* **STATED GOAL**
Copy verbatim the lines of the records below, beginning with the line that contains "If you could tag each instance of the player's face" and continuing through the final line of the records.

* **DATA TO USE**
-- -- --

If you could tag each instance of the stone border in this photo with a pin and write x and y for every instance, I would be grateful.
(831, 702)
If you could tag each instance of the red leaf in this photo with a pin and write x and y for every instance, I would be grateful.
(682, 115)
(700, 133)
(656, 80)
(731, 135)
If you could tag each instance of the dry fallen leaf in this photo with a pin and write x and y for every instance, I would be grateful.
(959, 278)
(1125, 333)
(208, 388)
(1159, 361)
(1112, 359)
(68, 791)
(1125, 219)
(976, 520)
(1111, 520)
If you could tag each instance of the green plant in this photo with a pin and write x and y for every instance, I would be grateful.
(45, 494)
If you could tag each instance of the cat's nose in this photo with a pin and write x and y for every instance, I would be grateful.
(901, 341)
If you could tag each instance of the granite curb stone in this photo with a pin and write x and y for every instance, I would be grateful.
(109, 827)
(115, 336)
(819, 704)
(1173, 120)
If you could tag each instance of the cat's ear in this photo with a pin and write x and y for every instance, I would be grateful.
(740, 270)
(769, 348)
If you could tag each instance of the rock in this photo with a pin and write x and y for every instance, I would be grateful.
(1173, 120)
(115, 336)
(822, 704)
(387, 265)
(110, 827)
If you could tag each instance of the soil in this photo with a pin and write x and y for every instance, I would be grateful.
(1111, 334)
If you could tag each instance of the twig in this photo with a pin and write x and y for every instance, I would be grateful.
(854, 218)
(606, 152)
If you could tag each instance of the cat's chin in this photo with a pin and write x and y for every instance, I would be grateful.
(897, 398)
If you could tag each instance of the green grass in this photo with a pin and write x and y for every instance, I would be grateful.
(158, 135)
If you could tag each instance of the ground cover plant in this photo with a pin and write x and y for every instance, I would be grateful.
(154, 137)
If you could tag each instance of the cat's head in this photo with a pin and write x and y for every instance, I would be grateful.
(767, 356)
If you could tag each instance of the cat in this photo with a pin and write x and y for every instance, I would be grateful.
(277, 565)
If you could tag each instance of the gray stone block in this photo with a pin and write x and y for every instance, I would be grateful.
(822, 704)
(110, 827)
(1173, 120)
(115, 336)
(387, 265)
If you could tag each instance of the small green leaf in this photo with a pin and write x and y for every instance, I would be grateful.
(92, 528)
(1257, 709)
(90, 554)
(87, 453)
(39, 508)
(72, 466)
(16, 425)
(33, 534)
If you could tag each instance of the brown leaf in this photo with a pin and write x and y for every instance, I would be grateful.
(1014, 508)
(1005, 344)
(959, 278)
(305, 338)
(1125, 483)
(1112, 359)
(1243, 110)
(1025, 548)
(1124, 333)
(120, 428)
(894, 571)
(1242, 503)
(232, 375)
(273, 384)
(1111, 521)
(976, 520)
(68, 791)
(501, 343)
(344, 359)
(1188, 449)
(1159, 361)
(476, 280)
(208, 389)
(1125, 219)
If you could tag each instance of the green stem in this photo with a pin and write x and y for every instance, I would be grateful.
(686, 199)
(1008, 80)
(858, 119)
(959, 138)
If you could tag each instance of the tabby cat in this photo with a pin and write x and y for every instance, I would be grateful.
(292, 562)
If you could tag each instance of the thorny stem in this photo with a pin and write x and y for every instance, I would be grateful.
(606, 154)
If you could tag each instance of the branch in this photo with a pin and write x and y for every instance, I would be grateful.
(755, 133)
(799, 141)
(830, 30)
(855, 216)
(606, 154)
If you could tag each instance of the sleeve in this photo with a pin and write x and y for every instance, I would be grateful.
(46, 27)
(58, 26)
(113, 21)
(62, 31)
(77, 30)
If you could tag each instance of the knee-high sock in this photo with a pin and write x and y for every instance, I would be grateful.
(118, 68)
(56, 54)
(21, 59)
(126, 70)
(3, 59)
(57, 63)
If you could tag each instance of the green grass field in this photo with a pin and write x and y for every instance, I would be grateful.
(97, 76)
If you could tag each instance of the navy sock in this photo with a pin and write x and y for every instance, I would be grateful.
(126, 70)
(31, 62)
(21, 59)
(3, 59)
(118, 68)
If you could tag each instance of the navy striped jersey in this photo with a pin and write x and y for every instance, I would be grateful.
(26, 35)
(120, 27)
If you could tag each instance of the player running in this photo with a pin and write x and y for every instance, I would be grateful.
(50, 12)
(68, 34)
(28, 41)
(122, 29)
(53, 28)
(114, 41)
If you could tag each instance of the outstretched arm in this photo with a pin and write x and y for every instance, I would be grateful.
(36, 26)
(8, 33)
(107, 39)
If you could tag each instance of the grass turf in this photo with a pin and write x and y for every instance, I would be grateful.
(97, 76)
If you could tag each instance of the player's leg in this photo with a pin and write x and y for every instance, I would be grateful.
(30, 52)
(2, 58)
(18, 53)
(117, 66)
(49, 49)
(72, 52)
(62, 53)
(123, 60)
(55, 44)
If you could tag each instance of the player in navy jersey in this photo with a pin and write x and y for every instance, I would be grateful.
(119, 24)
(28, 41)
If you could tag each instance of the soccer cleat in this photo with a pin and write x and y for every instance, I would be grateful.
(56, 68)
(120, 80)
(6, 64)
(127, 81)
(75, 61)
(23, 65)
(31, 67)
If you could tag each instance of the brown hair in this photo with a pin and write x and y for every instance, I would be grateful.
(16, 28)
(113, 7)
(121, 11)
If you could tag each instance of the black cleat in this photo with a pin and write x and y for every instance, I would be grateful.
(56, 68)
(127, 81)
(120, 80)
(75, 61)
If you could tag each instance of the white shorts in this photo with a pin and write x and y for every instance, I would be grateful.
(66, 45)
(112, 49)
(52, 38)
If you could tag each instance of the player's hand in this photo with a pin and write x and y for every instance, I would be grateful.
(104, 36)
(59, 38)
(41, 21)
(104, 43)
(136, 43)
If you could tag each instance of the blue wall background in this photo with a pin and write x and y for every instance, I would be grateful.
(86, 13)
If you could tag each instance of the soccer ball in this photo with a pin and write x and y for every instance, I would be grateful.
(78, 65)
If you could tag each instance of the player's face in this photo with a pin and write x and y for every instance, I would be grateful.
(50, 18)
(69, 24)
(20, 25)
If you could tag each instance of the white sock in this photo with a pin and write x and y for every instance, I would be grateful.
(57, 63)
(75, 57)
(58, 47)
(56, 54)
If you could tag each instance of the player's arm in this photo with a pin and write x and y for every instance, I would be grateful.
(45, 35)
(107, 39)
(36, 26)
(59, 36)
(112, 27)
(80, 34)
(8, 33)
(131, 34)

-- -- --

* **EXERCISE ANSWER**
If you could tag each instance of the player's face in this photo with a pin and write x and y for every instance, I would be grateful.
(50, 18)
(69, 24)
(20, 25)
If you could tag each instance of the white sock in this photo with a pin and write x and y for every instance, I would be grateful.
(57, 63)
(75, 57)
(58, 47)
(56, 54)
If you could tag each instance of the player's arm in this photo with a pin and write x and y for every instance, I would be grateful.
(45, 35)
(107, 39)
(36, 26)
(59, 36)
(112, 27)
(80, 34)
(8, 33)
(131, 34)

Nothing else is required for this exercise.